## QUOTED PASSAGE
## start
Re: [PATCH v2] mm, hwpoison: Try to recover from copy-on write faults

From: Shuai Xue
Date: Sun Oct 23 2022 - 11:04:38 EST




在 2022/10/22 AM12:30, Luck, Tony 写道:
>>> But maybe it is some RMW instruction ... then, if all the above options didn't happen ... we
>>> could get another machine check from the same address. But then we just follow the usual
>>> recovery path.
>
>
>> Let assume the instruction that cause the COW is in the 63/64 case, aka,
>> it is writing a different cache line from the poisoned one. But the new_page
>> allocated in COW is dropped right? So might page fault again?
>
> It can, but this should be no surprise to a user that has a signal handler for
> a h/w event (SIGBUS, SIGSEGV, SIGILL) that does nothing to address the
> problem, but simply returns to re-execute the same instruction that caused
> the original trap.
## end
## RAW DATA
## start
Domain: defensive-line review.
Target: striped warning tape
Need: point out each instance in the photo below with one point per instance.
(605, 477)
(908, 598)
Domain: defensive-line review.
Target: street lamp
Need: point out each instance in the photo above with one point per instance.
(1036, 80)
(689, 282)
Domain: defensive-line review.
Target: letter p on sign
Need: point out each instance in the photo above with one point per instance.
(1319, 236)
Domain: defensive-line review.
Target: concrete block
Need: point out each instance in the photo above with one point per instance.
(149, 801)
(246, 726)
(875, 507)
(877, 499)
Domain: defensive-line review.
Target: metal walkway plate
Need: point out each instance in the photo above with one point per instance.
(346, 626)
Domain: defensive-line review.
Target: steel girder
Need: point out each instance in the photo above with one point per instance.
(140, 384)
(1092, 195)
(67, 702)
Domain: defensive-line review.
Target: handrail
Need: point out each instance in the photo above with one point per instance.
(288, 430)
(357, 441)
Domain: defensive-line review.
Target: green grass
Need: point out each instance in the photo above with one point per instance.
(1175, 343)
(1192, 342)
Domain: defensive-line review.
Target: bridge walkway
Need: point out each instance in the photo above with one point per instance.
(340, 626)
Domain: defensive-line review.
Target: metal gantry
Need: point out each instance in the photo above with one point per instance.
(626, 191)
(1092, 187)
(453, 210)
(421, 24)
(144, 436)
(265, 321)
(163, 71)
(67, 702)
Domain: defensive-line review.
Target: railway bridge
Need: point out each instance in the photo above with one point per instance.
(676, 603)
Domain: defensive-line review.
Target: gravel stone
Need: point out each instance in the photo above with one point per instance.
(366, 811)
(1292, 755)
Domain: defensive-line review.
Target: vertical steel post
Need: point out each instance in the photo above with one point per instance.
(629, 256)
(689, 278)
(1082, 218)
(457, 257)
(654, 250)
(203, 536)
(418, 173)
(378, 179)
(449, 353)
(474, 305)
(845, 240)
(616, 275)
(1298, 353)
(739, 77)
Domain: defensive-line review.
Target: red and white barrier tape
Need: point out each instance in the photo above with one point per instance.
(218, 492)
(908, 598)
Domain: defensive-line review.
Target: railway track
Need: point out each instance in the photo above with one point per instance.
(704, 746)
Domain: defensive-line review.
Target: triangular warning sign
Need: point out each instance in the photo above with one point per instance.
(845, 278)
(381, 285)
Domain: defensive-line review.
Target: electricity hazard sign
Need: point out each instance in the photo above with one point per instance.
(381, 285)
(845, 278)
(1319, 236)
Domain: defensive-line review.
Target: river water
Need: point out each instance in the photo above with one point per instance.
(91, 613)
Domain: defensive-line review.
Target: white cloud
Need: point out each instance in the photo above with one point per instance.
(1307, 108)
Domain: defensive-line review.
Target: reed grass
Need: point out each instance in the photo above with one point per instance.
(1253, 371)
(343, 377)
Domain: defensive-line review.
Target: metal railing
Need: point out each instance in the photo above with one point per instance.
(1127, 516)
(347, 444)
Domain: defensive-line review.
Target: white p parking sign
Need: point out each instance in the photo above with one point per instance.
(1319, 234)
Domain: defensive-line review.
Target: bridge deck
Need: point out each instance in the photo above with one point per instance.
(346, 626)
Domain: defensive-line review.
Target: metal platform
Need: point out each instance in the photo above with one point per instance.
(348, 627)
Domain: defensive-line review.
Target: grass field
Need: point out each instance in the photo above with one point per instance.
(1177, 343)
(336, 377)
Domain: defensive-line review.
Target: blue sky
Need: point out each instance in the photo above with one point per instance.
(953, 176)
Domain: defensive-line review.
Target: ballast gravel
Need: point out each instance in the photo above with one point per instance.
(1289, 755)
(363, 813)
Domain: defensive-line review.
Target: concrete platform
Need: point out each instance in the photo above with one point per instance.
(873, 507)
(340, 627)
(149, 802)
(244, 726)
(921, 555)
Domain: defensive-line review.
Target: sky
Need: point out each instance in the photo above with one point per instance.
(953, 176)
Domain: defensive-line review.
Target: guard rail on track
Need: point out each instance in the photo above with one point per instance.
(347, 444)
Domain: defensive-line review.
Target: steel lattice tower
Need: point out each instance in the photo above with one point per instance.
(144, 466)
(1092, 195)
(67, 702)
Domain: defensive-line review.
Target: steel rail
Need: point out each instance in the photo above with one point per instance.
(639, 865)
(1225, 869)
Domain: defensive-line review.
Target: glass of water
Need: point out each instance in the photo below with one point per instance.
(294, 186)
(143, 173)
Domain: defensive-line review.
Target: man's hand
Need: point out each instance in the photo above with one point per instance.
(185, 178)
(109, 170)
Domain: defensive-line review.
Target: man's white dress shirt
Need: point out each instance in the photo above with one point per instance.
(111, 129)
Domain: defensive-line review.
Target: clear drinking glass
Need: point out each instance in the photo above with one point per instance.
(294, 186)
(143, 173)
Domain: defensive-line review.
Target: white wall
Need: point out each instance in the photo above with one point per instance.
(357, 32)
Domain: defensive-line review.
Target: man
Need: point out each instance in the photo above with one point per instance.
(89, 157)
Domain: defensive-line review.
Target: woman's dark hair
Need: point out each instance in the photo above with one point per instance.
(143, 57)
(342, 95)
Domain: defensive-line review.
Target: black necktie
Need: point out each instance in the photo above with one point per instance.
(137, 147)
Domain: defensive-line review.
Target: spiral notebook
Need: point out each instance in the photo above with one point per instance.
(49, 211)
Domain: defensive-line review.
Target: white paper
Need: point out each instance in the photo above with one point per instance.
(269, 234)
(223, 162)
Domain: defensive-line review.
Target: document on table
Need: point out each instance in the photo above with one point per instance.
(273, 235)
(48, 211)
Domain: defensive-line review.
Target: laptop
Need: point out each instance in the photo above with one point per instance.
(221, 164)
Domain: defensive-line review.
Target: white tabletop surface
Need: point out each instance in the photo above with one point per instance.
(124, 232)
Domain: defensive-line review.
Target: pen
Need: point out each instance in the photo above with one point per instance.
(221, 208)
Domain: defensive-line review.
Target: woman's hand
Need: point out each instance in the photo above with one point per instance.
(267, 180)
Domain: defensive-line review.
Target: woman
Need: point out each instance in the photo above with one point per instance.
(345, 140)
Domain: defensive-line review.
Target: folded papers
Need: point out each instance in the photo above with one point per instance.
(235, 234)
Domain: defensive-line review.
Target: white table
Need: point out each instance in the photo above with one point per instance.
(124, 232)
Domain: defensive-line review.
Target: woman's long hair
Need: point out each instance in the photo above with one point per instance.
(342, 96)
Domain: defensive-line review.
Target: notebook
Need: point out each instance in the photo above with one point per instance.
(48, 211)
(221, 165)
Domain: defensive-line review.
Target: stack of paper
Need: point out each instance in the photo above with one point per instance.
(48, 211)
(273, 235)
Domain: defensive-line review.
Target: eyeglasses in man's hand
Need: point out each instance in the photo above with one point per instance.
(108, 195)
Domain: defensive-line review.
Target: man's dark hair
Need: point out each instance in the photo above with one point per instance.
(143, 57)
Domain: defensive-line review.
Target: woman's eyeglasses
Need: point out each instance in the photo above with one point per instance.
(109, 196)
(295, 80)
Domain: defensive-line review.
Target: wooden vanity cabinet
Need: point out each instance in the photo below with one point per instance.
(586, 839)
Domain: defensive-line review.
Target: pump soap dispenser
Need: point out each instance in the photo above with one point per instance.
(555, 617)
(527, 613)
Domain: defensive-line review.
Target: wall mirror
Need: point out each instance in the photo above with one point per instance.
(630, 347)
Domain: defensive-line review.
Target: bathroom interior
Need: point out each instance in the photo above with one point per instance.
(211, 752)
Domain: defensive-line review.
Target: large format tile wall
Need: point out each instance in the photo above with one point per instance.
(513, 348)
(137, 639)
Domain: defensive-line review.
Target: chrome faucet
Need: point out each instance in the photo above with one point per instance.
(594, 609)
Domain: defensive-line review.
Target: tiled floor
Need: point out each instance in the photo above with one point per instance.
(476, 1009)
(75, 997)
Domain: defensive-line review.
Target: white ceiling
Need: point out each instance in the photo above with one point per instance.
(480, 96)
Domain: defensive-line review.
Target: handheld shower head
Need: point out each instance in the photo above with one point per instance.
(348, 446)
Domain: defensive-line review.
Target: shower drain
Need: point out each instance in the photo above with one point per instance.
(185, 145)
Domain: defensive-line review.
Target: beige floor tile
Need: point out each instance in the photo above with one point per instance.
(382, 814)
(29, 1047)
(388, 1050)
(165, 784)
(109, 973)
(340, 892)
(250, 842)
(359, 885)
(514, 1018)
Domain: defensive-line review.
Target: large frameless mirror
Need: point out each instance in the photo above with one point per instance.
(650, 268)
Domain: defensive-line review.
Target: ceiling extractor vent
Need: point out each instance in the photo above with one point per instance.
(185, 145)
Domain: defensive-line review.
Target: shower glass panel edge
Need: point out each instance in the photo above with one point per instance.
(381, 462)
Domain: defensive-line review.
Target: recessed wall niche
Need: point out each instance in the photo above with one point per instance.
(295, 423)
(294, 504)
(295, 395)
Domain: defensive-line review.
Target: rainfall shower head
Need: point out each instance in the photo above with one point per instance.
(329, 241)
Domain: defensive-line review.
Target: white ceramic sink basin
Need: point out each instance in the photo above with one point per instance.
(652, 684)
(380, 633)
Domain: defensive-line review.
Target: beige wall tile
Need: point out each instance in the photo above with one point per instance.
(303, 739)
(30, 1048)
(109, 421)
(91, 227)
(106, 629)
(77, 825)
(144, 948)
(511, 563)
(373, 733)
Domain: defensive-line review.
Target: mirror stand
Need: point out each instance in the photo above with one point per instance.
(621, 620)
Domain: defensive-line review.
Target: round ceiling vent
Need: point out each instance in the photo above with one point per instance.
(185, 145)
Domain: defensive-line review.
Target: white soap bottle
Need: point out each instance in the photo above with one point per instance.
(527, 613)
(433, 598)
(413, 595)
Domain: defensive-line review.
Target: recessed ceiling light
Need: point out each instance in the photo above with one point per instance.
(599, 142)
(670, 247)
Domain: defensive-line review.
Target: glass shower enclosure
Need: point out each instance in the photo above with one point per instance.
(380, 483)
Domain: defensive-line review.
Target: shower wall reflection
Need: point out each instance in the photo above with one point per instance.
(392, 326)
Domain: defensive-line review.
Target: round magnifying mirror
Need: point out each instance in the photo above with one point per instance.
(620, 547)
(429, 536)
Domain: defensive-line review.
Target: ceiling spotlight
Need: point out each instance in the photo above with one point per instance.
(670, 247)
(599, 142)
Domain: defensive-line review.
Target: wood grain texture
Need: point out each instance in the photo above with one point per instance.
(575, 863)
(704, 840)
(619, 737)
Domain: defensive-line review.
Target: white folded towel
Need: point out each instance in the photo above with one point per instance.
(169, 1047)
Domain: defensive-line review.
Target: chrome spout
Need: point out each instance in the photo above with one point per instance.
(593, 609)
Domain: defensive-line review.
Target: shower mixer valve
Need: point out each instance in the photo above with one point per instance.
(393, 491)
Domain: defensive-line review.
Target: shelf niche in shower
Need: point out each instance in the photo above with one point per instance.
## end
## EXERCISE DESCRIPTION
List every signal named in the mailing-list reply about copy-on-write faults.

## EXERCISE OUTPUT
SIGBUS, SIGSEGV, SIGILL